ÜBUNGSAUFGABE 1
Schreiben Sie aus dem Gesetzesauszug wortgetreu den Abschnitt ab, der mit den Worten „Die bei der“ beginnt und mit „zuständigen Gericht erlassen.“ schließt.
ÜBUNGSAUFGABE 2
Bis zu wie viel Prozent des durchschnittlichen weltweiten Tagesgesamtumsatzes darf das Zwangsgeld gegen Unternehmen laut dem Gesetzesauszug für jeden Tag des Verzugs betragen?

AUSGANGSTEXT
****
1Über die Rechtsbeschwerde (§ 79 des Gesetzes über Ordnungswidrigkeiten) entscheidet der Bundesgerichtshof. 2Hebt er die angefochtene Entscheidung auf, ohne in der Sache selbst zu entscheiden, so verweist er die Sache an das Oberlandesgericht, dessen Entscheidung aufgehoben wird, zurück.




§ 85 Wiederaufnahmeverfahren gegen Bußgeldbescheid



Im Wiederaufnahmeverfahren gegen den Bußgeldbescheid der Kartellbehörde (§ 85 Abs. 4 des Gesetzes über Ordnungswidrigkeiten) entscheidet das nach § 83 zuständige Gericht.


§ 86 Gerichtliche Entscheidungen bei der Vollstreckung



Die bei der Vollstreckung notwendig werdenden gerichtlichen Entscheidungen (§ 104 des Gesetzes über Ordnungswidrigkeiten) werden von dem nach § 83 zuständigen Gericht erlassen.


Kapitel 3 Vollstreckung

§ 86a Vollstreckung



1Die Kartellbehörde kann ihre Anordnungen nach den für die Vollstreckung von Verwaltungsmaßnahmen geltenden Vorschriften durchsetzen. 2Die Höhe des Zwangsgeldes gegen Unternehmen oder Unternehmensvereinigungen kann für jeden Tag des Verzugs ab dem in der Androhung bestimmten Zeitpunkt bis zu 5 Prozent des im vorausgegangenen Geschäftsjahr erzielten durchschnittlichen weltweiten Tagesgesamtumsatzes des Unternehmens oder der Unternehmensvereinigung betragen.
****
ERFASSTE DATEN
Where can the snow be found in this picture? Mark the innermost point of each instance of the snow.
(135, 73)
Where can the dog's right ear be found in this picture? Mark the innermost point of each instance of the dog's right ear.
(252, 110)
****
RICHTIGE ANTWORT 1
Die bei der Vollstreckung notwendig werdenden gerichtlichen Entscheidungen (§ 104 des Gesetzes über Ordnungswidrigkeiten) werden von dem nach § 83 zuständigen Gericht erlassen.

RICHTIGE ANTWORT 2
Bis zu 5 Prozent des im vorausgegangenen Geschäftsjahr erzielten durchschnittlichen weltweiten Tagesgesamtumsatzes.